- _Stored items_:
++++
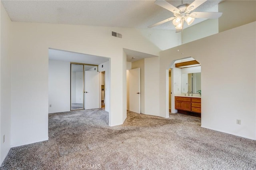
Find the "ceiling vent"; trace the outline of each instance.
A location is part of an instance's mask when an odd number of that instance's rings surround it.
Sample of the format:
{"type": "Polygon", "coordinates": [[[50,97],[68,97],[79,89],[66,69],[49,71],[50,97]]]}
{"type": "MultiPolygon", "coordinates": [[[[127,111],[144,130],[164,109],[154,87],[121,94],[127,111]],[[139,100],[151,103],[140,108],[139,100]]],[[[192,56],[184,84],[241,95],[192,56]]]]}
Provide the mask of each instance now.
{"type": "Polygon", "coordinates": [[[118,33],[116,32],[112,32],[112,36],[114,37],[118,37],[118,38],[122,38],[122,34],[121,34],[118,33]]]}

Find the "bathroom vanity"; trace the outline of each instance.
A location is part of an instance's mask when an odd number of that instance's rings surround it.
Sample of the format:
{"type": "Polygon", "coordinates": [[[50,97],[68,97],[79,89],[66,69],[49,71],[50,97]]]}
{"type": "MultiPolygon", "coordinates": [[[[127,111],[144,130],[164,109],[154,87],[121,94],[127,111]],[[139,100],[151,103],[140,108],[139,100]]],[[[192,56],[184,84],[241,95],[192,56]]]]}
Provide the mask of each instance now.
{"type": "Polygon", "coordinates": [[[182,111],[201,113],[201,97],[175,96],[175,109],[178,110],[178,112],[182,111]]]}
++++
- _What the task requires_: Reproduce all of the records above word for word, leaving out the pictures.

- _Correct answer_:
Find the "ceiling vent"; trace the outline of each instance.
A location is part of an instance's mask when an odd number of that instance's rings surround it.
Sample of the format:
{"type": "Polygon", "coordinates": [[[50,97],[68,97],[79,89],[66,69],[49,71],[50,97]]]}
{"type": "MultiPolygon", "coordinates": [[[[127,111],[144,130],[164,109],[154,87],[121,94],[127,111]],[[139,100],[151,103],[140,108],[139,100]]],[[[192,56],[184,84],[241,95],[192,56]]]]}
Provide the mask of each instance now.
{"type": "Polygon", "coordinates": [[[118,33],[116,32],[112,32],[112,36],[114,37],[118,37],[118,38],[122,38],[122,34],[121,34],[118,33]]]}

Find the "bathroom vanity"; trace the outline of each instance.
A location is part of an instance's mask when an odd number of that instance's rings surround it.
Sample of the format:
{"type": "Polygon", "coordinates": [[[50,97],[68,97],[79,89],[66,69],[49,71],[50,97]]]}
{"type": "MultiPolygon", "coordinates": [[[[127,111],[144,130],[164,109],[154,87],[121,94],[127,111]],[[139,100],[151,103],[140,108],[139,100]]],[[[192,56],[184,84],[241,95],[192,56]]]]}
Provide the mask of each instance now.
{"type": "Polygon", "coordinates": [[[182,111],[201,113],[201,97],[175,96],[175,109],[178,110],[178,112],[182,111]]]}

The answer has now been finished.